═════ RECORD LIST
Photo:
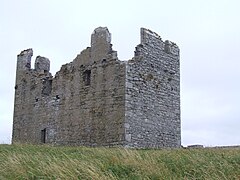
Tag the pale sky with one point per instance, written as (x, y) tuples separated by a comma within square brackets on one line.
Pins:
[(206, 31)]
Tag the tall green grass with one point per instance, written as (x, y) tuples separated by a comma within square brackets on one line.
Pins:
[(46, 162)]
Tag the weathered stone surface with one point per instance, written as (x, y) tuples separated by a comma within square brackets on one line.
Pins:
[(98, 100)]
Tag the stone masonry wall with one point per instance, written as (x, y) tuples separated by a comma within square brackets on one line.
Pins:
[(152, 107), (98, 100), (82, 105)]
══════════
Copy every line of the listing except the pictures, multiplying each pin coordinate by 0.8 and rounding to the nearest whole number, with halves rounded up.

Photo:
Tag the pale sky with one point per instance, written as (x, y) tuples separated by a comma within square brackets on one line.
Pins:
[(165, 25)]
Tag the tall green grass with one point per instance, written as (x, y) tuples separated by a comma within square brackets on one line.
Pins:
[(37, 130)]
Tag the weathered stone surface with one point per instance, written as (x, y) tuples separated by a comma within square brackets on one line.
Pins:
[(78, 80)]
Tag the stone masonry wall with one point per instance, written as (x, y) tuples separated by a comma within square brackets on one line.
Pins:
[(122, 86), (78, 80), (66, 84)]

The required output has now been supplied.